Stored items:
=== Section Start ===

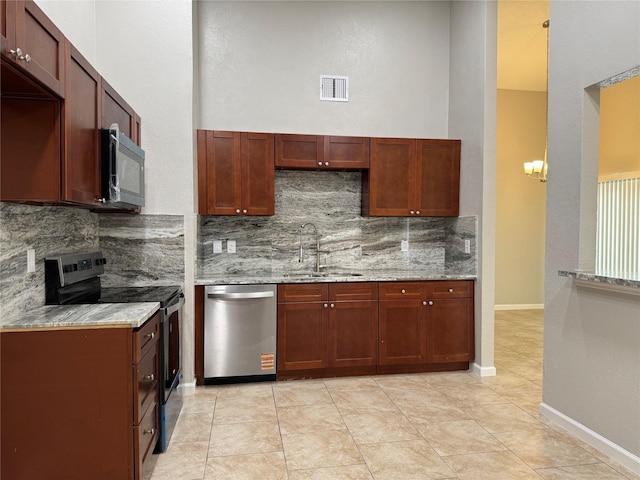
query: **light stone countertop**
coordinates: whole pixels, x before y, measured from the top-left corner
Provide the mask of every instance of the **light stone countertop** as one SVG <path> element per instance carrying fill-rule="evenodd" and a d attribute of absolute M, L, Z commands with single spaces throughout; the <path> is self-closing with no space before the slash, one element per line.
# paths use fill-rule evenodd
<path fill-rule="evenodd" d="M 196 285 L 251 285 L 269 283 L 415 282 L 424 280 L 476 280 L 476 275 L 417 271 L 291 272 L 273 274 L 200 274 Z"/>
<path fill-rule="evenodd" d="M 616 276 L 593 271 L 560 270 L 558 275 L 573 278 L 576 283 L 585 287 L 640 295 L 640 276 L 638 274 Z"/>
<path fill-rule="evenodd" d="M 0 330 L 138 328 L 160 308 L 158 302 L 45 305 L 0 320 Z"/>

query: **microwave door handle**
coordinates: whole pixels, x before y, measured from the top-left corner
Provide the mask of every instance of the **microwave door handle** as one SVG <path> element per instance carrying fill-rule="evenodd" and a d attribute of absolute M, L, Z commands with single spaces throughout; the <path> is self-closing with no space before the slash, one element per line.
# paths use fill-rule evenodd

=== Section End ===

# WORK INSTRUCTION:
Set down the lines above exactly as written. Begin at the line containing "query: **microwave door handle**" and stop after the last line.

# YOUR SOLUTION:
query: **microwave door handle**
coordinates: whole pixels, x before y, measured from the top-left corner
Provide the mask of every instance of the **microwave door handle** as one SVG <path> element per instance carrying fill-rule="evenodd" and a d attribute of absolute M, L, Z commands with single spaces throughout; the <path> is self-closing with no space before the slash, one element per line.
# paths use fill-rule evenodd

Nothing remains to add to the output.